+++ Textauszug +++
News 16. 07. 2004

Psychoanalytiker Tilmann Moser: „Gott als Glück – Gott als Unglück“

Kann der Mensch mitunter auch an „Gottesvergiftung“ leiden? – „Ja“, sagt der Psychoanalytiker Tilmann Moser. In seiner Praxis als Therapeut sei ihm Gott immer wieder als „Unglück“ seiner Patienten begegnet. Warum er in späteren Jahren Gott auch als „Glück“ kennen gelernt hat, erzählte Moser am Freitag in Kremsmünster.

In seiner jahrzehntelangen Praxis sind dem Psychoanalytiker Tilmann Moser immer wieder Patienten begegnet, die sich vor Gott fürchteten. Durch die Frage „Was wird der liebe Gott dazu sagen“, würden sich zahlreiche Menschen unnötig belasten, so Moser. Er selbst habe daraufhin ein „negatives Bild“ von Gott entwickelt. In seinem 1976 erschienen Buch „Gottesvergiftung“ fällte Moser ein erstes Urteil über Gott.

Erbarmungsloser Gott

„Gottes Hauptkennzeichen für mich ist die Erbarmungslosigkeit“, schrieb Moser. Seit Jahren arbeitet der Psychoanalytiker mit Menschen, die Gott als „richtend“ sehen und empfinden: „Du bist ein Sünder. Du bist verdammt. Du kommst in die Hölle. Du bist schuld“. In seinem Vortrag schilderte Moser das krankmachende Gottesbild einer Patientin. Er erzählte von einer Frau, die in einer evangelischen Pfarrersfamilie aufwuchs und die Angst entwickelte, ihr Leben würde „Gott traurig machen“.

Kein Glück mit Gott

Derartige Neurosen seien keine Einzelfälle, so der Psychoanalytiker. Vor allem ältere Menschen seien betroffen, aber auch junge Menschen, die sich in streng religiösen Kreisen bewegen würden. Über sein eigenes Verhältnis zu Gott sagte Moser: „Ich habe mit Gott kein Glück gehabt.“ Er selbst habe in seiner Jugend an „Gottesvergiftung“ gelitten. Bei ihm war es das Bild von einem „übermächtigen Gott“, der Schuldgefühle und Selbstverachtung hervor gerufen habe.

Positives Gottesbild

Erst Jahrzehnte später habe er durch Erfahrungen mit Patienten erkannt, dass es in den Menschen auch „gesundes Potential an Religiosität“ gibt. Diese finde sich fern aller Verdammnis- und Erlösungstheologie des Christentums. Neue Studien hätten zudem gezeigt, dass der Glaube an Gott eine Heilung fördern könne. Wichtig sei das Vermitteln eines „positiven Gottesbildes“. Auch wenn Gott für viele Menschen nur eine „Projektion“ sei, so wirke diese dennoch als „seelische Realität“.
+++ Extrahierte Daten +++
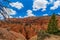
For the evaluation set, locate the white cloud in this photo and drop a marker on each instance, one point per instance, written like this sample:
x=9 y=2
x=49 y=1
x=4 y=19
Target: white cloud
x=45 y=14
x=20 y=17
x=40 y=4
x=9 y=13
x=17 y=5
x=29 y=13
x=56 y=5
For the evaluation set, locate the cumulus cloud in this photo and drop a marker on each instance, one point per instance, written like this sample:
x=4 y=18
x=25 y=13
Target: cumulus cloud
x=56 y=5
x=40 y=4
x=29 y=13
x=17 y=5
x=9 y=12
x=45 y=14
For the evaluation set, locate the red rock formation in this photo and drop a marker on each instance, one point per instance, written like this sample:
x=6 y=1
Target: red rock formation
x=27 y=26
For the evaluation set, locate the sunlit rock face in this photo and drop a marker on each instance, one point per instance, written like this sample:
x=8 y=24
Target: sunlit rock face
x=27 y=26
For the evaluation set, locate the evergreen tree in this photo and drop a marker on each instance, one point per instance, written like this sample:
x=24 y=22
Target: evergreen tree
x=52 y=26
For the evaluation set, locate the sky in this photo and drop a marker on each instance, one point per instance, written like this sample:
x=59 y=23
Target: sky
x=28 y=8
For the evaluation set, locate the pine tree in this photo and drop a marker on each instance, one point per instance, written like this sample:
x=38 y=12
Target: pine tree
x=52 y=26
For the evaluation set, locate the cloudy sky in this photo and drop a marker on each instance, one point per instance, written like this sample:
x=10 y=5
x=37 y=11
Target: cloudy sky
x=28 y=8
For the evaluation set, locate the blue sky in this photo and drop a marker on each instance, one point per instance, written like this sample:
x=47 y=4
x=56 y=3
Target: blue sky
x=28 y=8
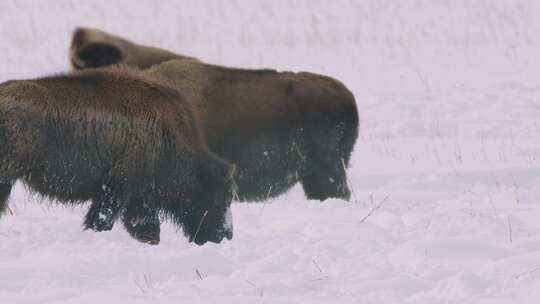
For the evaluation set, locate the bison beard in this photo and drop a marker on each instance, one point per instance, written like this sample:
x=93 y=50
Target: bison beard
x=127 y=144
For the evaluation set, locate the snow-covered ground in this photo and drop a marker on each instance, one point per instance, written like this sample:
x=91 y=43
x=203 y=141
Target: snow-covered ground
x=446 y=171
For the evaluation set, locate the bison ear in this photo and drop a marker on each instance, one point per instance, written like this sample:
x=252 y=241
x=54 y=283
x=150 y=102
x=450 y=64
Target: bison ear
x=95 y=55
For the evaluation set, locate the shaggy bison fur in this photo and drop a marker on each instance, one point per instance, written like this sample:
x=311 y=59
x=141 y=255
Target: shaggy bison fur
x=126 y=143
x=279 y=128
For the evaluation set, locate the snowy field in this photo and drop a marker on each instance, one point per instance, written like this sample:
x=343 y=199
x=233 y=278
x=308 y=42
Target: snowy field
x=446 y=172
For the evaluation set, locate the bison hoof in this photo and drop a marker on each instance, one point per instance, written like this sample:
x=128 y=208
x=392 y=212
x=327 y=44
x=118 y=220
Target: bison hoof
x=99 y=225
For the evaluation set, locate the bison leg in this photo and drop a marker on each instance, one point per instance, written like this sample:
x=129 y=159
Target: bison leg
x=5 y=191
x=142 y=222
x=323 y=175
x=322 y=180
x=102 y=213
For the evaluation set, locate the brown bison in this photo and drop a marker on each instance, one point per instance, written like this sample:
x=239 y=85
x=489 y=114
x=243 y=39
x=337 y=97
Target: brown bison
x=130 y=145
x=278 y=128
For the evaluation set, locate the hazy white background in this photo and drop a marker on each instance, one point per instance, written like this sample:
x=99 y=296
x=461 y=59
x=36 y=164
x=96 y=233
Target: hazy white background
x=449 y=101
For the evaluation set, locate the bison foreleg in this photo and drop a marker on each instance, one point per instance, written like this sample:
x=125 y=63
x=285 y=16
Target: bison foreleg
x=102 y=213
x=142 y=222
x=5 y=191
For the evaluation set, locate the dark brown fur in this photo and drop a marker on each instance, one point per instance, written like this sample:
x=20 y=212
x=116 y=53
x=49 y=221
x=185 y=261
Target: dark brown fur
x=130 y=145
x=91 y=48
x=278 y=128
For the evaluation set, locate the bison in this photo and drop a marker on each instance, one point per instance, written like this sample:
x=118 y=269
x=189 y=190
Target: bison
x=279 y=128
x=130 y=145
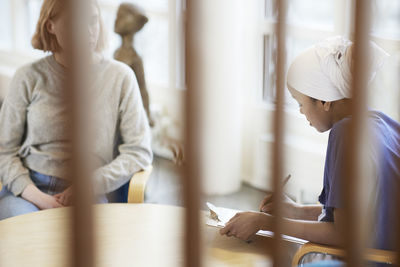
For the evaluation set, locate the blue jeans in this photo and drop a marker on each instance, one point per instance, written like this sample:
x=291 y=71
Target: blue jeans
x=11 y=205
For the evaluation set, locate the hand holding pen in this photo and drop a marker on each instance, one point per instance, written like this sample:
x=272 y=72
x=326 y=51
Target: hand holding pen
x=288 y=205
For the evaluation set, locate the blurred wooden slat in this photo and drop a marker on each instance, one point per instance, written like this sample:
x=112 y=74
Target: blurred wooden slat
x=353 y=237
x=75 y=89
x=191 y=176
x=278 y=126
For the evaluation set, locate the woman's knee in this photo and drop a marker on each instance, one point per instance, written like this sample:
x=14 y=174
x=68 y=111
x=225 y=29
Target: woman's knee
x=11 y=205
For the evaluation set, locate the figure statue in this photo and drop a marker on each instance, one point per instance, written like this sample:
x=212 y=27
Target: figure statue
x=131 y=20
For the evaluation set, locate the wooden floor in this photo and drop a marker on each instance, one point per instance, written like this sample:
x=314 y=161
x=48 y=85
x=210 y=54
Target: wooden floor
x=165 y=187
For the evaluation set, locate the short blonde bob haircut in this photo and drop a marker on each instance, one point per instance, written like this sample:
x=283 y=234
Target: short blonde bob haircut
x=47 y=42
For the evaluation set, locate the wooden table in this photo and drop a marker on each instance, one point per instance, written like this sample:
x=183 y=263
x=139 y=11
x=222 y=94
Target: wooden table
x=126 y=235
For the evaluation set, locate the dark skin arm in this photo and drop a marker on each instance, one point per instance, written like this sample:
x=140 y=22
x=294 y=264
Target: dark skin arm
x=245 y=224
x=291 y=209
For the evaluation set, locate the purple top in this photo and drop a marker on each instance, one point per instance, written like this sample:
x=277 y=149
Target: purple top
x=384 y=154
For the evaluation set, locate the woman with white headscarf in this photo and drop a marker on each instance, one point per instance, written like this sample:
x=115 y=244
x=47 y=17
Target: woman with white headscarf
x=320 y=80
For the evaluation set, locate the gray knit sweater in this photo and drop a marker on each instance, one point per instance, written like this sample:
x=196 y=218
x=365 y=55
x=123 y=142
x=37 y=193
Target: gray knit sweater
x=33 y=125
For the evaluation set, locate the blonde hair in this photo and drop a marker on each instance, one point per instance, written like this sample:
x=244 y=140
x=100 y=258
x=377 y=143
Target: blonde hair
x=47 y=42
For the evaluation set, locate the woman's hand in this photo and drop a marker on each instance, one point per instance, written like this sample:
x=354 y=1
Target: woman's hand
x=245 y=224
x=290 y=209
x=42 y=200
x=64 y=198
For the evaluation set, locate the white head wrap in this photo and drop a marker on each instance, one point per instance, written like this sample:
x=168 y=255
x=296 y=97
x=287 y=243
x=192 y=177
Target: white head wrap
x=324 y=71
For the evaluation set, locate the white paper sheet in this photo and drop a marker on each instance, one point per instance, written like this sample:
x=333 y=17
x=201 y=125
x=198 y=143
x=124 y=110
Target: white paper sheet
x=225 y=214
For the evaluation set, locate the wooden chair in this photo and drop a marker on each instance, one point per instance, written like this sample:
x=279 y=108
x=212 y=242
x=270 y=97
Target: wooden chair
x=137 y=186
x=373 y=255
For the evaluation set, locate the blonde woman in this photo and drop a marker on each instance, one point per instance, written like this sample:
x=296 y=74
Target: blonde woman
x=319 y=79
x=33 y=142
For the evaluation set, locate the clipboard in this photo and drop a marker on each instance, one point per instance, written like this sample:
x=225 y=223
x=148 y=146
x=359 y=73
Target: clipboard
x=219 y=216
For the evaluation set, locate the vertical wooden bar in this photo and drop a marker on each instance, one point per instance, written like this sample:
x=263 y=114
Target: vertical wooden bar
x=352 y=168
x=82 y=233
x=192 y=170
x=278 y=126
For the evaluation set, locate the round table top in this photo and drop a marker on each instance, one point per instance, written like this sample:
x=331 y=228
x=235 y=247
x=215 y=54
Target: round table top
x=126 y=235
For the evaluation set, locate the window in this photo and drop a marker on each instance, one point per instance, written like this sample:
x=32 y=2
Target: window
x=311 y=21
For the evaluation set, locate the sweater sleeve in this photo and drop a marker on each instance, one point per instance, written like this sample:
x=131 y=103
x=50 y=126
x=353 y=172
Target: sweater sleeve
x=135 y=150
x=13 y=174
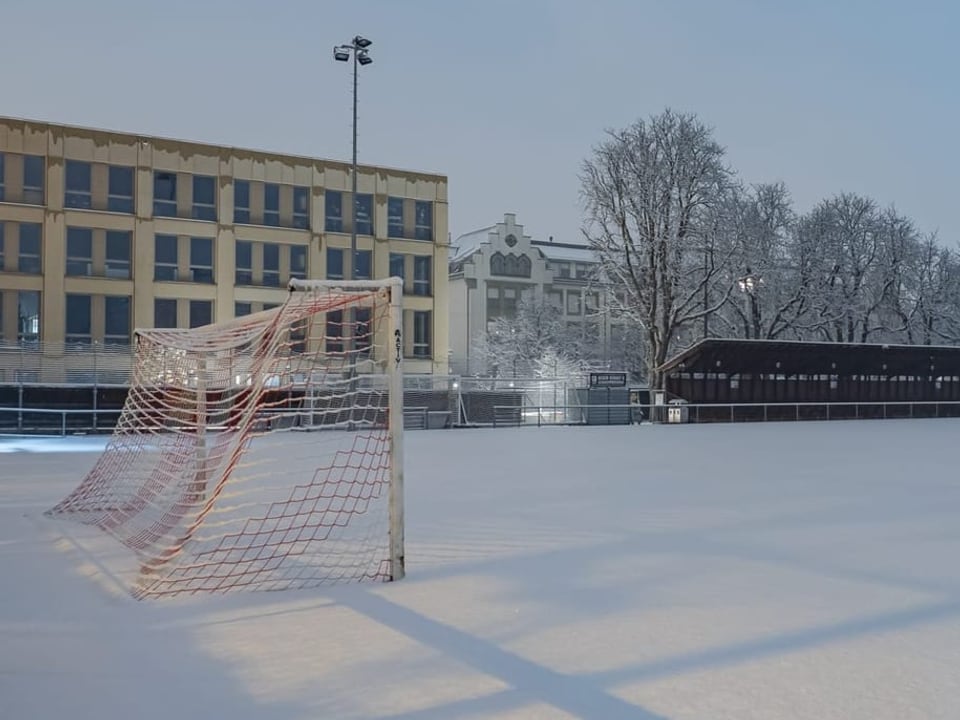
+++
### Aufgabenstellung:
• A. Beantworte die folgenden Fragen zum Artikel über Tilmann Moser.
(i) In welchem Jahr erschien Mosers Buch „Gottesvergiftung“?
(ii) In welcher Familie wuchs die Patientin auf, von der Moser in seinem Vortrag erzählte?
(iii) Was bezeichnete Moser als Gottes Hauptkennzeichen für ihn?
• B. Gib den Abschnitt des Artikels von „News 16. 07.“ bis einschließlich „Urteil über Gott.“ noch einmal wieder und tausche dabei „Kremsmünster“ gegen „Linz“ aus.

### Deine Antworten:
• A.
(i) 1976
(ii) In einer evangelischen Pfarrersfamilie
(iii) Die Erbarmungslosigkeit

• B.
News 16. 07. 2004

Psychoanalytiker Tilmann Moser: „Gott als Glück – Gott als Unglück“

Kann der Mensch mitunter auch an „Gottesvergiftung“ leiden? – „Ja“, sagt der Psychoanalytiker Tilmann Moser. In seiner Praxis als Therapeut sei ihm Gott immer wieder als „Unglück“ seiner Patienten begegnet. Warum er in späteren Jahren Gott auch als „Glück“ kennen gelernt hat, erzählte Moser am Freitag in Linz.

In seiner jahrzehntelangen Praxis sind dem Psychoanalytiker Tilmann Moser immer wieder Patienten begegnet, die sich vor Gott fürchteten. Durch die Frage „Was wird der liebe Gott dazu sagen“, würden sich zahlreiche Menschen unnötig belasten, so Moser. Er selbst habe daraufhin ein „negatives Bild“ von Gott entwickelt. In seinem 1976 erschienen Buch „Gottesvergiftung“ fällte Moser ein erstes Urteil über Gott.